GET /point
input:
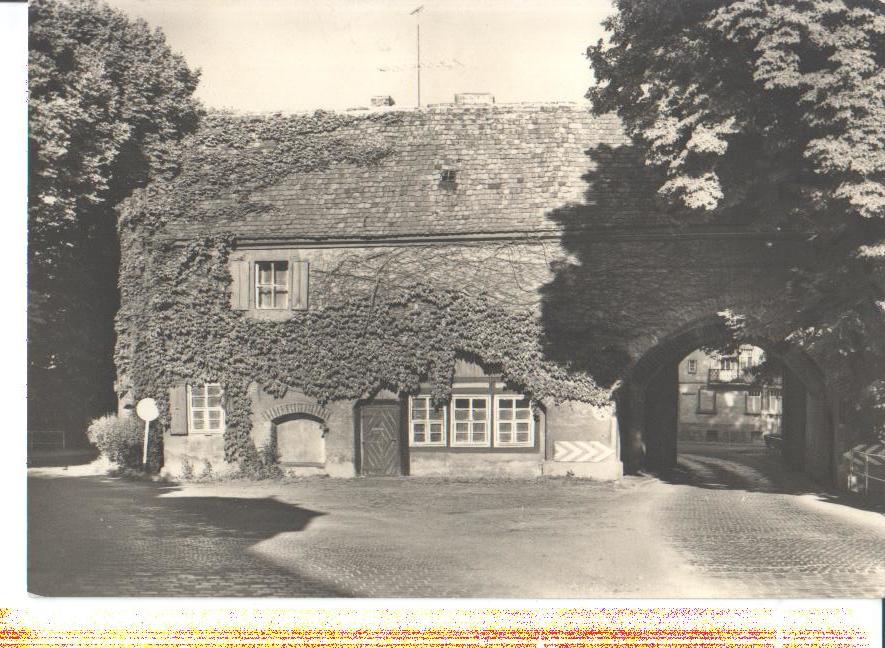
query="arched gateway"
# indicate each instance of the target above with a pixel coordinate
(648, 402)
(544, 222)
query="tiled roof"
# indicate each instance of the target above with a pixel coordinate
(514, 165)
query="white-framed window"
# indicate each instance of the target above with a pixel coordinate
(754, 401)
(470, 415)
(773, 402)
(514, 423)
(272, 284)
(427, 423)
(706, 401)
(205, 408)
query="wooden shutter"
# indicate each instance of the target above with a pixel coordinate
(240, 286)
(300, 284)
(178, 410)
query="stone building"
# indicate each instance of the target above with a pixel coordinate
(720, 400)
(546, 209)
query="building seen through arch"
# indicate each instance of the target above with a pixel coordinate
(723, 399)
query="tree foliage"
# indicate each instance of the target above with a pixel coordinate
(774, 111)
(176, 325)
(107, 98)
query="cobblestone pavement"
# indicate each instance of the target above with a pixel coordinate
(729, 523)
(764, 530)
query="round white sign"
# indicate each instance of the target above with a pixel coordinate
(147, 409)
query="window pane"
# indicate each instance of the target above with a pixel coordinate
(281, 273)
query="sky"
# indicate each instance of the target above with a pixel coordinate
(294, 55)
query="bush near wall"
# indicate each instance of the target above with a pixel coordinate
(119, 439)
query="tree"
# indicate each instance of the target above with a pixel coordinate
(108, 98)
(774, 111)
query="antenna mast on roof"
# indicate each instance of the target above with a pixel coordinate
(417, 13)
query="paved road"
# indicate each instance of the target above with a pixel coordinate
(729, 522)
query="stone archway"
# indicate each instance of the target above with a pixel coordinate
(299, 431)
(647, 402)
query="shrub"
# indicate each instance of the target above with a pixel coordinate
(119, 439)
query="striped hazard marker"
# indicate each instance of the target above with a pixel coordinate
(581, 451)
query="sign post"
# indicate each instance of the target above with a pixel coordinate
(147, 411)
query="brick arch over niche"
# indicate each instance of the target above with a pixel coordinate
(294, 408)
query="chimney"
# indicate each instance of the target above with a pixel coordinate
(470, 98)
(379, 101)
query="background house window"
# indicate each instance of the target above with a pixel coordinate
(427, 424)
(706, 401)
(205, 408)
(754, 401)
(272, 284)
(773, 401)
(514, 424)
(470, 416)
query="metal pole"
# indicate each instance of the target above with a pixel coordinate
(418, 25)
(147, 430)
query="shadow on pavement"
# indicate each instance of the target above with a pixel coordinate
(102, 536)
(752, 469)
(61, 457)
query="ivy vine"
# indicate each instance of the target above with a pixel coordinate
(176, 325)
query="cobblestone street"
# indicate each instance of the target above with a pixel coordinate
(730, 523)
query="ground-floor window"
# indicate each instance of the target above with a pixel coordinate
(470, 417)
(514, 425)
(472, 421)
(205, 408)
(427, 423)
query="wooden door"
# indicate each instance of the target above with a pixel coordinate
(380, 439)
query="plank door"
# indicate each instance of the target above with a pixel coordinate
(380, 439)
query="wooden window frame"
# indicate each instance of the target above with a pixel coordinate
(191, 409)
(426, 421)
(750, 394)
(273, 285)
(497, 421)
(453, 437)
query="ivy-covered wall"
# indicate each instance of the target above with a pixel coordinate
(546, 257)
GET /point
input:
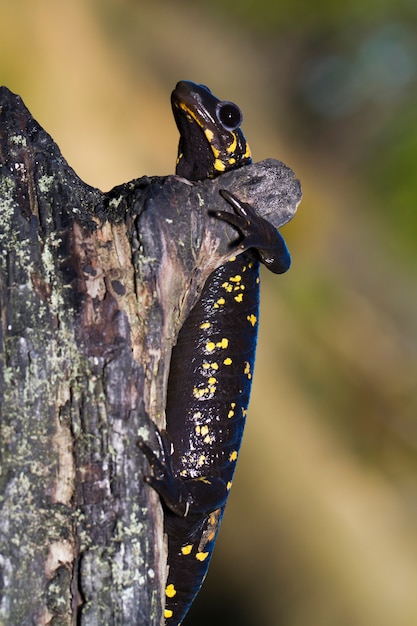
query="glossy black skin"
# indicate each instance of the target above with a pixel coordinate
(212, 363)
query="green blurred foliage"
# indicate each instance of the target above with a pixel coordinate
(320, 528)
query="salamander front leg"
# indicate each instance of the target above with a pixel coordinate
(257, 233)
(183, 497)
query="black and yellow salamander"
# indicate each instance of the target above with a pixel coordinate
(212, 363)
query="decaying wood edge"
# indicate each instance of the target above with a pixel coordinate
(93, 291)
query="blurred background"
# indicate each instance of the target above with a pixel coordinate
(320, 528)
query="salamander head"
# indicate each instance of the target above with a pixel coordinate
(211, 141)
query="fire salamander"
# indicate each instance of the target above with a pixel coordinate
(212, 363)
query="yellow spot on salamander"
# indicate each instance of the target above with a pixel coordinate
(233, 145)
(198, 393)
(170, 591)
(209, 134)
(227, 286)
(247, 370)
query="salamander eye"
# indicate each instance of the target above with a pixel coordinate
(229, 115)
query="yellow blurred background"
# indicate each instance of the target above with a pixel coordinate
(321, 524)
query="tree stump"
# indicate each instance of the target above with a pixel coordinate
(94, 288)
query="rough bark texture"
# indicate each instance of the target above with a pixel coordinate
(93, 290)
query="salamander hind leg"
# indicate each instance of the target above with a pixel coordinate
(257, 233)
(184, 497)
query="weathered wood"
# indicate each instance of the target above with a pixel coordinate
(93, 290)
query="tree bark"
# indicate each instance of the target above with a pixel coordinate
(94, 288)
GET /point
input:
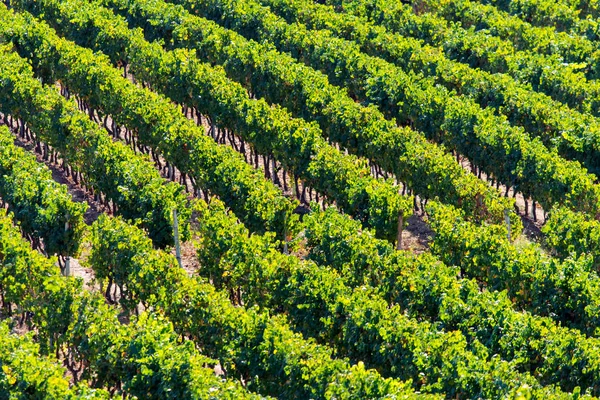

- - - - - - -

ASSIGNMENT
Each record must be repeated verbatim, and no picture may appear in the copy.

WRITTEN SOLUTION
GET /point
input:
query="arched gateway"
# indicate each instance of the target above with a pixel coordinate
(648, 402)
(544, 222)
query="tiled roof"
# indicate each instance of the target above with a pixel coordinate
(514, 165)
query="white-framed window"
# indicate each instance of the target above with a pixel coordinate
(754, 401)
(470, 415)
(773, 402)
(514, 423)
(272, 284)
(427, 423)
(706, 401)
(205, 408)
query="wooden shutter"
# indicate each instance of the target above with a pixel coordinate
(240, 286)
(300, 284)
(178, 410)
query="stone building"
# indicate each instance of the target above with a pixel coordinate
(720, 400)
(546, 209)
query="building seen through arch"
# indicate each instance of the target above with a pixel coordinate
(723, 399)
query="tree foliage"
# indicate each instance of the target above with a pixel coordinate
(774, 111)
(176, 325)
(107, 98)
query="cobblestone pavement"
# indicate each instance of the target above with a pixel coordinate
(729, 523)
(764, 530)
query="round white sign"
# indicate each instance of the target above with a pixel coordinate
(147, 409)
query="window pane"
# indicate each instance of the target above with a pixel coordinate
(281, 273)
query="sky"
# indicate each instance of the target above with a pixel coordinate
(294, 55)
query="bush near wall"
# indicate each instance of the target above with a pixel coordinate
(119, 439)
query="tree"
# indicate each instance of the target above with a pixel coordinate
(108, 98)
(774, 111)
query="antenna mast on roof"
# indicate each instance of the target above with a pixel coordinate
(417, 13)
query="paved road"
# indicate each instance of the target above with a pixel coordinate
(729, 522)
query="stone archway"
# indicate each instance of the target above with a pixel coordinate
(299, 431)
(647, 402)
query="shrub"
# indicate each instance of the target above with a pixel coordinate
(119, 439)
query="striped hazard marker"
# indicate each instance of the target above with a pixel coordinate
(581, 451)
query="sign post"
# indicate each instance of the target above with a pixel coordinate
(147, 411)
query="brick arch over niche"
# indicate each instance of the target above with a pixel coordinate
(294, 408)
query="chimney"
# indicate each instance of the target above with a pixel coordinate
(470, 98)
(379, 101)
query="background house window"
# indicate each instance of the target above with a pixel coordinate
(427, 424)
(706, 401)
(205, 408)
(754, 401)
(272, 284)
(773, 401)
(514, 424)
(470, 416)
query="metal pole"
# indicate each instance of the target above with a pixel coordinate
(418, 25)
(147, 430)
query="shadow on pavement"
# indicate each instance of the target above with a pixel coordinate
(102, 536)
(752, 469)
(61, 457)
query="ivy vine"
# indicate each instance of the target above with a pixel coordinate
(176, 325)
query="cobblestone street"
# indicate each instance of the target above with a pixel coordinate
(730, 523)
query="ground-floor window"
# indicate each instance of the target above with a pixel coordinate
(470, 417)
(514, 425)
(472, 421)
(205, 408)
(427, 423)
query="wooden door"
# indicate each instance of the target above with a pixel coordinate
(380, 439)
query="plank door"
# indicate each instance of the target above with a pixel coordinate
(380, 439)
query="wooden window frame"
# indicate each instance of the target above with a pixel coordinate
(191, 409)
(426, 421)
(750, 394)
(273, 285)
(497, 421)
(453, 437)
query="ivy-covered wall"
# indicate each instance of the target above with a pixel coordinate
(546, 257)
GET /point
input:
query="glossy black skin"
# indicate each instance of the target above with a pixel coordinate
(212, 363)
query="green blurred foliage"
# indicate each instance of the target above with a pixel coordinate
(320, 528)
query="salamander front leg"
# indicate each instance of the target above with a pixel coordinate
(257, 233)
(183, 497)
query="black and yellow salamander"
# indicate each instance of the target above with a pixel coordinate
(212, 363)
query="decaying wood edge"
# indicate each instance of the target above with a pixel coordinate
(93, 291)
query="blurred background"
# indicate each instance of the target above with a pixel coordinate
(320, 528)
query="salamander head"
# indicate each instance of the target above with a pixel coordinate
(211, 141)
query="fire salamander"
# indicate each instance of the target above with a pixel coordinate
(212, 363)
query="yellow spot on salamander"
# indicate each instance of the target above with a pixel coordinate
(233, 145)
(198, 393)
(170, 591)
(209, 134)
(227, 286)
(247, 370)
query="salamander eye"
# indicate each instance of the target above with a pixel coordinate
(229, 115)
query="yellow blurred background"
# indicate each instance of the target above with a pixel coordinate
(321, 524)
query="tree stump"
# indicate each instance of the target above with a pixel coordinate
(94, 288)
query="rough bark texture"
# indicate each instance of the target above with a pixel coordinate
(93, 290)
query="salamander hind leg"
# indicate each instance of the target above with a pixel coordinate
(257, 233)
(184, 497)
query="weathered wood"
# indicate each instance of the target above with a pixel coordinate
(93, 290)
query="tree bark"
# indicate each instance of the target above with a pixel coordinate
(94, 288)
GET /point
input:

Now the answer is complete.